**Set task A**
According to the article about the MDDA booking platform, what did Maphiri say the system could only work through?
**Set task B**
Copy out every one of the dataset entries below, character for character.

The Media Development and Diversity Agency (MDDA) and Government Communication and Information Service (GCIS) has received the green light from the National Treasury Department to pursue the vision of an online booking system for community and small commercial media that would ensure GCIS adspend would reach that sector.
The idea is to develop – or source – a community radio software management tool that would “enhance professionalism, accountability, record keeping, reporting and good community radio management”.
MDDA representative, Nkopane Maphiri, told a forum hosted by the Advertising Media Association of South Africa (AMASA) this week that GCIS had committed itself to an increase in adspend to community media and that the money would be channeled through the proposed technology platform to create a “pipeline” of revenue to the sector.
In effect, as one person at the forum said, the MDDA would become “the commercial sales arm of community and small commercial media via the centralized booking platform. This could seriously impact on media agencies servicing the sector. “There will be collateral damage in the space,” Maphiri said.
But he added that the development and creation of such a platform would be put it out to a “public process” and that agencies currently working in the field could quite possibly already be sitting on solution and that they were welcome to take part in such a process. He said the system could only work through the creation of a private public partnership.
He said there would be a system in place to “balance what’s best for the client as well as create support for the local newspaper or radio station”. He said government wasn’t prescribing adspend “at all costs but to give community media a fair chance while generating returns for clients”.

Dataset entries
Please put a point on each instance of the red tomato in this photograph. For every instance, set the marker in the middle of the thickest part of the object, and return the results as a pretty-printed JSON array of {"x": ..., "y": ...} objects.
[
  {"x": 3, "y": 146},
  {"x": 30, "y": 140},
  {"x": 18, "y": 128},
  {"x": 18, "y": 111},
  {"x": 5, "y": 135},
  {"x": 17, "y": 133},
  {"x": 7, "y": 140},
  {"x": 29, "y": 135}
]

**Finished answer A**
The creation of a private public partnership.

**Finished answer B**
Please put a point on each instance of the red tomato in this photograph. For every instance, set the marker in the middle of the thickest part of the object, and return the results as a pretty-printed JSON array of {"x": ..., "y": ...} objects.
[
  {"x": 3, "y": 146},
  {"x": 30, "y": 140},
  {"x": 18, "y": 128},
  {"x": 18, "y": 111},
  {"x": 5, "y": 135},
  {"x": 17, "y": 133},
  {"x": 7, "y": 140},
  {"x": 29, "y": 135}
]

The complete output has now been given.